(PROBLEM TO WORK ON): Please render every line of the records below as a numbered list, skipping blank lines and leaving out the pictures.

(INFORMATION SUPPLIED):
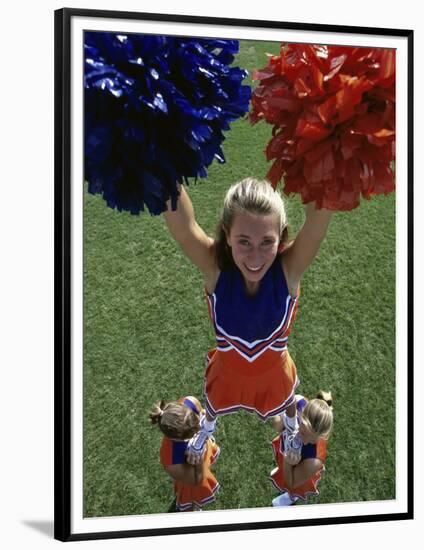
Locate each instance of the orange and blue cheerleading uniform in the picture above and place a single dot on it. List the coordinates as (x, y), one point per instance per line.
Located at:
(311, 450)
(251, 368)
(174, 452)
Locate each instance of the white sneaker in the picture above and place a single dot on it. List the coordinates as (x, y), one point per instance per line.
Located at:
(291, 442)
(284, 500)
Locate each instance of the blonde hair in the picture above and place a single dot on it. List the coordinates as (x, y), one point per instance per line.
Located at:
(318, 414)
(250, 196)
(175, 420)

(THE COMPLETED TASK):
1. Locate each instance of the orange and blue cheerleading uniform in the picture above and place a single dot on it. List the coordinates as (x, y), one point per instance per line.
2. Located at:
3. (311, 450)
4. (251, 368)
5. (174, 452)
6. Locate each instance of the white sneaker in the picture above and place a single dot on it. List the coordinates as (x, y), one point per instance per line.
7. Located at:
8. (291, 442)
9. (284, 500)
10. Locate each instance of the blonde hair in the picture above and place a single dot on it. List the coordinates as (x, y), one point per instance per line.
11. Located at:
12. (318, 414)
13. (250, 196)
14. (175, 420)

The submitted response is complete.